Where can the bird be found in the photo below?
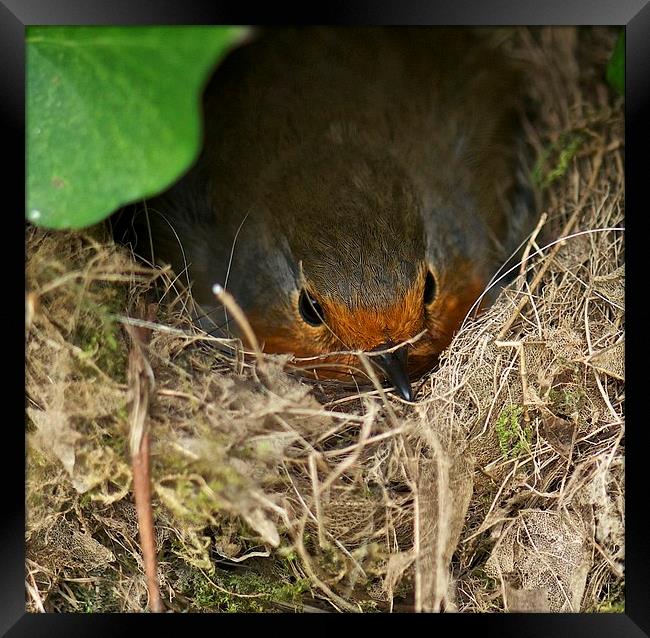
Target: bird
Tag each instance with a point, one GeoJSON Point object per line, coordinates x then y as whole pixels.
{"type": "Point", "coordinates": [356, 192]}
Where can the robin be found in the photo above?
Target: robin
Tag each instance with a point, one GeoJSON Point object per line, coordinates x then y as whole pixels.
{"type": "Point", "coordinates": [353, 193]}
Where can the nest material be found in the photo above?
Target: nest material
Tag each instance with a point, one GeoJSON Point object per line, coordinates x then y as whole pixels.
{"type": "Point", "coordinates": [503, 489]}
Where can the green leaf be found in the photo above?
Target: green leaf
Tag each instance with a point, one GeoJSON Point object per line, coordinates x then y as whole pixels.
{"type": "Point", "coordinates": [113, 114]}
{"type": "Point", "coordinates": [616, 65]}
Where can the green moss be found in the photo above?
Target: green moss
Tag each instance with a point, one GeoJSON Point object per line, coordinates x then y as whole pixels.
{"type": "Point", "coordinates": [555, 160]}
{"type": "Point", "coordinates": [513, 438]}
{"type": "Point", "coordinates": [241, 584]}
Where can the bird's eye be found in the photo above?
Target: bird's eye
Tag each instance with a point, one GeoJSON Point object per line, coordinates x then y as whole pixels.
{"type": "Point", "coordinates": [310, 310]}
{"type": "Point", "coordinates": [429, 288]}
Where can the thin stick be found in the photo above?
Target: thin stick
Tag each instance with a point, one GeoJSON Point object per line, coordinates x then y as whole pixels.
{"type": "Point", "coordinates": [568, 227]}
{"type": "Point", "coordinates": [229, 302]}
{"type": "Point", "coordinates": [141, 383]}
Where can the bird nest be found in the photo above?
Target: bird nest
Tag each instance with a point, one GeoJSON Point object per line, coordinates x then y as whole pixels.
{"type": "Point", "coordinates": [502, 488]}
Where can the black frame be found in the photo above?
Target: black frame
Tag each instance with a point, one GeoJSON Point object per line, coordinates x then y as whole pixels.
{"type": "Point", "coordinates": [633, 14]}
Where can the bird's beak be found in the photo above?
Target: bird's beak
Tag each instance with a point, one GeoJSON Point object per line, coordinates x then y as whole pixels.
{"type": "Point", "coordinates": [393, 365]}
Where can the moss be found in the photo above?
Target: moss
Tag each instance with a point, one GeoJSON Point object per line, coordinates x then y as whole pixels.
{"type": "Point", "coordinates": [513, 438]}
{"type": "Point", "coordinates": [235, 588]}
{"type": "Point", "coordinates": [555, 160]}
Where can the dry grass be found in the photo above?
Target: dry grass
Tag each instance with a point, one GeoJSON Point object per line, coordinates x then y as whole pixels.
{"type": "Point", "coordinates": [502, 489]}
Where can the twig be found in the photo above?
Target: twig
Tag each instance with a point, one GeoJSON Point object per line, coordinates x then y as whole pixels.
{"type": "Point", "coordinates": [568, 227]}
{"type": "Point", "coordinates": [141, 383]}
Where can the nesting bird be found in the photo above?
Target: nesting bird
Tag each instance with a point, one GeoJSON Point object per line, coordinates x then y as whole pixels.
{"type": "Point", "coordinates": [355, 192]}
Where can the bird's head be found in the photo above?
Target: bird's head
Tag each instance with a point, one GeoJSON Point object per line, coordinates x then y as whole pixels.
{"type": "Point", "coordinates": [367, 274]}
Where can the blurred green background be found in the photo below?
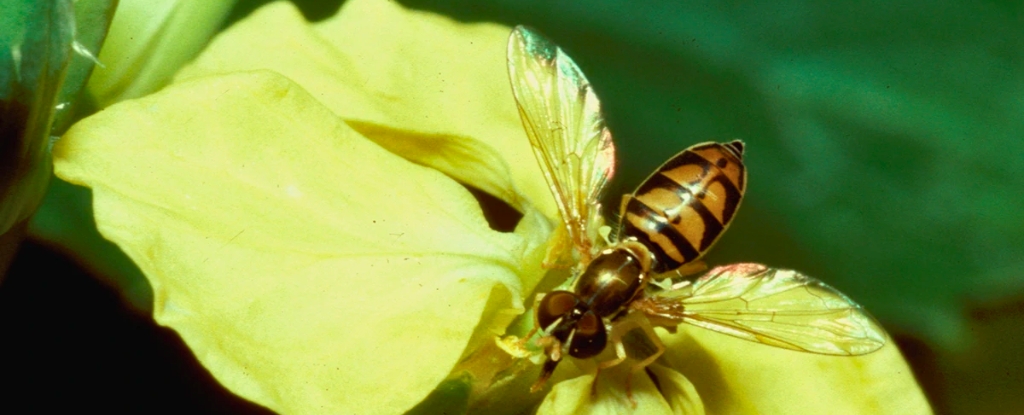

### DO THIS:
Edit the records above so that "photo" becomes "image" wherever it occurs, with everything else left unchanged. Leave the pictures out of your answer.

### OUTPUT OF THE TASK:
Where can the bird be found in the image below?
Target: bird
Tag each instance with a point, one GeoJSON Point object per line, coordinates x then y as whole pixels.
{"type": "Point", "coordinates": [356, 192]}
Where can the robin be found in the image above?
Target: robin
Tag each instance with a point, one GeoJSON Point object per line, coordinates x then y as whole pixels.
{"type": "Point", "coordinates": [353, 193]}
Where can the nest material be found in the image above?
Target: nest material
Tag each instance with a point, one GeoJSON Point object per line, coordinates x then y as whole pixels.
{"type": "Point", "coordinates": [503, 489]}
Where can the green leaf be found in the image above?
Target: green leaf
Tag each instance with a point, one GeoJSON Point object per line, coordinates x then y as whole pixels.
{"type": "Point", "coordinates": [113, 114]}
{"type": "Point", "coordinates": [616, 65]}
Where can the green moss be found in the image above?
Target: green moss
Tag each instance with a point, one GeoJSON Point object per line, coordinates x then y as whole pixels.
{"type": "Point", "coordinates": [555, 160]}
{"type": "Point", "coordinates": [513, 438]}
{"type": "Point", "coordinates": [241, 584]}
Where can the bird's eye be found in the image above?
Target: bird's eye
Tag each instance with a point, one GeoJSON Point object per line, coordinates x then y as whole pixels.
{"type": "Point", "coordinates": [310, 310]}
{"type": "Point", "coordinates": [429, 288]}
Where can the thin stick be found in the image above?
Target: thin stick
Tag each instance with a point, one GeoJSON Point object per line, coordinates x then y as whole pixels.
{"type": "Point", "coordinates": [568, 227]}
{"type": "Point", "coordinates": [229, 302]}
{"type": "Point", "coordinates": [141, 383]}
Where can the bird nest be found in the image above?
Target: bird nest
Tag each instance with a point, one GeoJSON Point object per line, coordinates x then y as whole pixels.
{"type": "Point", "coordinates": [502, 488]}
Where can the black frame be found in the image above?
Target: black frame
Tag each instance with a point, one GeoJSON Point object per line, coordinates x then y as whole pixels.
{"type": "Point", "coordinates": [633, 14]}
Where can the bird's beak be found in the image above?
Target: bird's beak
Tag each instance with a point, one GeoJSON Point object per line, coordinates x then y as whole pixels.
{"type": "Point", "coordinates": [393, 365]}
Where can the moss be found in the image above?
Target: moss
Tag each instance with a point, one GeoJSON Point object per line, coordinates x then y as whole pixels.
{"type": "Point", "coordinates": [513, 438]}
{"type": "Point", "coordinates": [235, 588]}
{"type": "Point", "coordinates": [555, 160]}
Where can the dry grass be found in the image above?
Target: dry grass
Tag each instance with a point, one GeoJSON Point object per line, coordinates x then y as whole pixels.
{"type": "Point", "coordinates": [502, 489]}
Where can the twig be found in the image above?
Target: twig
Tag each instance with a point, one GeoJSON Point object per line, coordinates x then y as whole pixels.
{"type": "Point", "coordinates": [568, 227]}
{"type": "Point", "coordinates": [141, 383]}
Where can the nesting bird be found in the image above?
Target: nesting bird
Tag each instance with a point, one GeoJSON Point object per line, coordinates x then y as whole pixels.
{"type": "Point", "coordinates": [355, 192]}
Where can the bird's head be found in the image above?
Target: bird's head
Tag each instance with a point, one GeoJSON Point object per line, coordinates x then y as whole pixels.
{"type": "Point", "coordinates": [367, 274]}
Where can the blurred green background be found in the image below?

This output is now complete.